=== YOUR OBJECTIVE ===
Retype the records below word for word, from their first line through the line that contains "Target: yellow reflective stripe".

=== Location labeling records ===
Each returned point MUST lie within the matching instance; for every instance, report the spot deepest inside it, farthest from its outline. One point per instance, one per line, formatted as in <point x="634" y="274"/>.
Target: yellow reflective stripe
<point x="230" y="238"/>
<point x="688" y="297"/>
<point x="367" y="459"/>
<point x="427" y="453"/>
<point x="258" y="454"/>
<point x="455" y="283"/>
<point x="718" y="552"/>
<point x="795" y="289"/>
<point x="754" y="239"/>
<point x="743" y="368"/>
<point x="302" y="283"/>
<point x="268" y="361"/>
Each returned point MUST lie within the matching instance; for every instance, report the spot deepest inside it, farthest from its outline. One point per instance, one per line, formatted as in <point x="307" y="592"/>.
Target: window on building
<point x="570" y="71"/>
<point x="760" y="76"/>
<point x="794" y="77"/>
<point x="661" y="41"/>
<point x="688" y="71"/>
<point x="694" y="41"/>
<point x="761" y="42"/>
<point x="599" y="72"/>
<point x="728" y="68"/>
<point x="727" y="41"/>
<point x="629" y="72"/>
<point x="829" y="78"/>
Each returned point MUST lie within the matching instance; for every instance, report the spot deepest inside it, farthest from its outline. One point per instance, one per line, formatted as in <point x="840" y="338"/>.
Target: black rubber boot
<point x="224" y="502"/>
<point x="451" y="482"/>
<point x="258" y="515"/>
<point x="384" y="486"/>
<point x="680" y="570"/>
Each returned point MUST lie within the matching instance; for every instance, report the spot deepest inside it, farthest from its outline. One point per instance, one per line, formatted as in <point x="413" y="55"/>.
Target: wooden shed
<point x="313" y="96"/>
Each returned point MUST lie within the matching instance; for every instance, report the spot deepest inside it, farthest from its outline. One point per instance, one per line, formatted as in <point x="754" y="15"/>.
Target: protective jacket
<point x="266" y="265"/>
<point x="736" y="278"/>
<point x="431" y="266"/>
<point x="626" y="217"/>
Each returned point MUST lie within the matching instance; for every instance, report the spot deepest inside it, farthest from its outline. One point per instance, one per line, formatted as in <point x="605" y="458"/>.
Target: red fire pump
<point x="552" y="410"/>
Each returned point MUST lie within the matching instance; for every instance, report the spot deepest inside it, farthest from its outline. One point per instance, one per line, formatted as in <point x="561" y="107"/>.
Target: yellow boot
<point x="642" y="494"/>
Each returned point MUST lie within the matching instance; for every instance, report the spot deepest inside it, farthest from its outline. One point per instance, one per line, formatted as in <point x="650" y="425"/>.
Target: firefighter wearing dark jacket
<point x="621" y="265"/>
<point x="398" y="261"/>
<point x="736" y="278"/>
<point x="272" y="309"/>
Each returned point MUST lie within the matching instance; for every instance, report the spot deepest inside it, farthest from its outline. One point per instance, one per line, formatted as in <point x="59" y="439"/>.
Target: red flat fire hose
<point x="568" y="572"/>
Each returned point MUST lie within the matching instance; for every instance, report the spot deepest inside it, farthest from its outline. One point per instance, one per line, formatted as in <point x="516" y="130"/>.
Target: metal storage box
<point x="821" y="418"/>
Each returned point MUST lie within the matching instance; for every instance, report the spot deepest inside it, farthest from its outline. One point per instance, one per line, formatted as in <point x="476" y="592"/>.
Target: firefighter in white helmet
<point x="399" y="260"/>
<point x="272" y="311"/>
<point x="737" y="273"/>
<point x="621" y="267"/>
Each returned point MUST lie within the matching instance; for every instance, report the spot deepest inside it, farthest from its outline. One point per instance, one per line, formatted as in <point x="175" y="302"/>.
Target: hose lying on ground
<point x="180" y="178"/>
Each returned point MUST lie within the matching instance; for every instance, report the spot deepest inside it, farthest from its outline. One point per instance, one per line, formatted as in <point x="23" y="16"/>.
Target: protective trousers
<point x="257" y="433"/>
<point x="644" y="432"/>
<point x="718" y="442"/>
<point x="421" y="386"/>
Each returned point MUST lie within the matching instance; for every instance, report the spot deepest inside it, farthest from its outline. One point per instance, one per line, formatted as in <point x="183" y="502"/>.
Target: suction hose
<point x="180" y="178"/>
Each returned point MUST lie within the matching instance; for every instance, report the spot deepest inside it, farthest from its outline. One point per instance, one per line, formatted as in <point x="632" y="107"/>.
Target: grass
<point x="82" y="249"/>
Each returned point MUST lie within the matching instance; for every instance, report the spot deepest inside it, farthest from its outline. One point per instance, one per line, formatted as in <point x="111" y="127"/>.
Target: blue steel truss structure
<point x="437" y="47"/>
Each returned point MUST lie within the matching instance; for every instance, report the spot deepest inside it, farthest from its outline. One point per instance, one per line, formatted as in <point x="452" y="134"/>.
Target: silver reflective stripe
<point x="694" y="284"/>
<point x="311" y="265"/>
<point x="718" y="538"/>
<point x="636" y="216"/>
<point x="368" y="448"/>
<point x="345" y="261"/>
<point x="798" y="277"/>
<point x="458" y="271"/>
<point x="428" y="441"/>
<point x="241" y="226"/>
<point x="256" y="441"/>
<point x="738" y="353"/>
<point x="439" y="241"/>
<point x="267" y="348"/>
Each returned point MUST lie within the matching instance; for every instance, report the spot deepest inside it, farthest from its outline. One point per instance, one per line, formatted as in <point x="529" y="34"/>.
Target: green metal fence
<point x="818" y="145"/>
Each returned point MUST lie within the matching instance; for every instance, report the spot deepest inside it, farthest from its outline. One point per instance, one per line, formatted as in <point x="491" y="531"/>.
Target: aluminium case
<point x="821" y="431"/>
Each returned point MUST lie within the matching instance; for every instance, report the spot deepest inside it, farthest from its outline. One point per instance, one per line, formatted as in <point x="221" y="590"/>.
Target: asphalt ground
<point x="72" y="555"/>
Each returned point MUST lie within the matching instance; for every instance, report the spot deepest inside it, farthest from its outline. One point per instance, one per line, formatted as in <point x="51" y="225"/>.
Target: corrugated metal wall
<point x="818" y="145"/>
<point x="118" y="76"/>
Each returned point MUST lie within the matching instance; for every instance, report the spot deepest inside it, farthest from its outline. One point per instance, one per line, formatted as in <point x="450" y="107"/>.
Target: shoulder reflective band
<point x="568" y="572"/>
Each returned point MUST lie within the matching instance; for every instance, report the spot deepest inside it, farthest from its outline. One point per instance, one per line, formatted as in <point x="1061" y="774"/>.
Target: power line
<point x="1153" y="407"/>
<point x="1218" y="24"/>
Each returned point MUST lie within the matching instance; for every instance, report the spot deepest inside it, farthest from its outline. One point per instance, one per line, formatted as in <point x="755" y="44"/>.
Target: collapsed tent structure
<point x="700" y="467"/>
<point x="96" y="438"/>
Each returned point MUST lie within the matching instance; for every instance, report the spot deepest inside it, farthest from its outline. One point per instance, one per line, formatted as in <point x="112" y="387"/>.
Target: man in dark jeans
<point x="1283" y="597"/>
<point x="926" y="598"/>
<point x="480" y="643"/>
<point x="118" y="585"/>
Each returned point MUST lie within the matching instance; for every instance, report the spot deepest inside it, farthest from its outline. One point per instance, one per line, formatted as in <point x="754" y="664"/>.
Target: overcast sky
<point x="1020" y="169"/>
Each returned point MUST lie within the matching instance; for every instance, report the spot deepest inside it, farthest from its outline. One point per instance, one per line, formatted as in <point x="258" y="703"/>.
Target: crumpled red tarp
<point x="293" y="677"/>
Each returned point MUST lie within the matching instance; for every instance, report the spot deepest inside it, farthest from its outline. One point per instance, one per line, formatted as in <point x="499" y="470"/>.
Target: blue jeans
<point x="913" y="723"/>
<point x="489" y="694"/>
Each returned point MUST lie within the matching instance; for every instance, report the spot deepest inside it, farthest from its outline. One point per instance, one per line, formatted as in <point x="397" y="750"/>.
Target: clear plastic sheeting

=== EXERCISE ANSWER ===
Each returned point MUST lie within the matching instance; for every instance, report the spot deepest inside it, farthest from its outline. One point per instance, one per line, formatted as in <point x="634" y="274"/>.
Target: yellow reflective stripe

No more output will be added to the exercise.